───── PASSAGE

Editor's Note

Don’t Fail Us…

In this edition of Outlook Business, we look at gender equity through multiple prisms: workplaces, boardrooms, econo­mic policy and leadership

The Economist recently wrote about how ‘nations that fail women fail’. There is enough data and evidence to show how true this statement is. In fact, Hillary Clinton articulated her famous Doctrine more than a decade back, about the close interrelationship between women’s equality and national prosperity on one hand, and women’s subjugation and the threat to national security on the other. What begets a question is why do policymakers, businesses and societies fail to internalise this so often! And, it's not only the developing countries. Empowering women and girls has always been a lofty claim of America’s foreign policy. But the country’s bungled exit from Afghanistan has been a strange way for America to show its commitment towards its claim.

These are dark days of gender equity. As the unbearable plight of women in Afghanistan plays out, the pandemic is upending years of hard-won economic gains for us. While reports about a large number of girls dropping out of school with little prospects of ever going back might seem like just disturbing data, we all know of at least one woman who’s been forced to quit her job once the pandemic hit Indian shores.

──────────
───── EXTRACTED RECORDS

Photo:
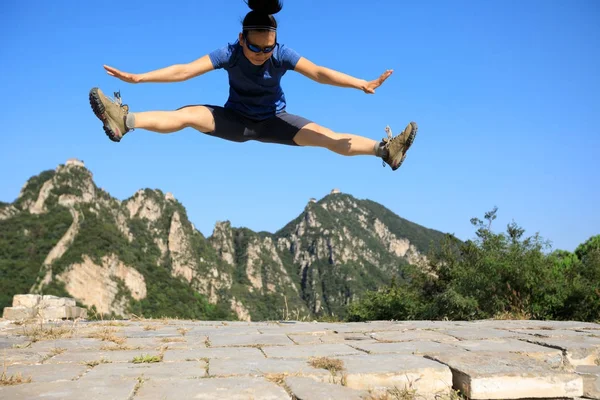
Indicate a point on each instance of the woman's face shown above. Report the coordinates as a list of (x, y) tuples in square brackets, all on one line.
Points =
[(258, 41)]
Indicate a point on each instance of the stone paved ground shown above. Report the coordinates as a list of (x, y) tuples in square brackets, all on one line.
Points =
[(174, 359)]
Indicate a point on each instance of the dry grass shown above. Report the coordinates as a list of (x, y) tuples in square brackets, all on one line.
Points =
[(120, 347), (16, 379), (172, 340), (333, 365), (108, 335), (93, 363), (37, 333), (150, 328), (408, 393), (183, 331), (144, 358)]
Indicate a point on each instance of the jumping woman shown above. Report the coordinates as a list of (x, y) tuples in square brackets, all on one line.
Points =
[(256, 107)]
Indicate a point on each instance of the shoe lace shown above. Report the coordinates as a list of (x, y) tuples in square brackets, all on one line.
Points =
[(387, 140), (118, 99)]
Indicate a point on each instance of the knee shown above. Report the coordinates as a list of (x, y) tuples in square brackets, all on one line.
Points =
[(185, 116)]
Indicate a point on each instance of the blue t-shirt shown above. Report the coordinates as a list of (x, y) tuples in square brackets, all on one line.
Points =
[(255, 90)]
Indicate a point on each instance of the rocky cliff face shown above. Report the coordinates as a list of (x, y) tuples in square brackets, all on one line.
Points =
[(143, 254)]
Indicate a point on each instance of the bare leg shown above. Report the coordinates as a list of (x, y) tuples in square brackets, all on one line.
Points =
[(197, 117), (345, 144)]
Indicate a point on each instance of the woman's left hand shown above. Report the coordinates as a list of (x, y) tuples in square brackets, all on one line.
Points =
[(370, 87)]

──────────

PARTS OF THE EXERCISE —
[A] Reproduce the editor's note from "The Economist recently" up to and including "towards its claim.".
[B] In the editor's note, what has been a lofty claim of America's foreign policy?
[C] Carry on writing the editor's note from its last sentence.
The records have no connection to the editor's note.

RESPONSES FOR EACH TASK —
[A]
The Economist recently wrote about how ‘nations that fail women fail’. There is enough data and evidence to show how true this statement is. In fact, Hillary Clinton articulated her famous Doctrine more than a decade back, about the close interrelationship between women’s equality and national prosperity on one hand, and women’s subjugation and the threat to national security on the other. What begets a question is why do policymakers, businesses and societies fail to internalise this so often! And, it's not only the developing countries. Empowering women and girls has always been a lofty claim of America’s foreign policy. But the country’s bungled exit from Afghanistan has been a strange way for America to show its commitment towards its claim.

[B] Empowering women and girls.

[C]
To be sure, concerns about low women participation in the workforce started before the pandemic hit our shores. A World Bank study done recently pointed out that the female labour participation rate in India had fallen to 20.3% in 2019 from more than 26% in 2005 — lower than 30.5% in Bangladesh and 33.7% in Sri Lanka. One of the reasons Bangladesh has been able to surpass both India and Pakistan in GDP per capita income within a decade, is its high female labour participation in the economy.

In this edition of Outlook Business, we look at gender equity through multiple prisms: workplaces, boardrooms, econo­mic policy and leadership. We bring you the latest survey of workplaces that are promoting high standards of fairness and inclusivity. Turn the pages to find out about the ‘robot queen’ of India. And, at the heart of our cover story on the Indian middle class, is the issue of female labour participation.

Let me ask again: Why is women and girl empowerment not at the core of every economic, social and political decisions being taken the world over, especially since nations look at rising from the ashes of Covid-19? Why does Gita Gopinath still have to exhort nations to look at ‘tapping into the huge potential of women’ to ‘build back better’?

What material gains does a month of celebrating women reach those who remain hidden within data on school dropouts or domestic violence?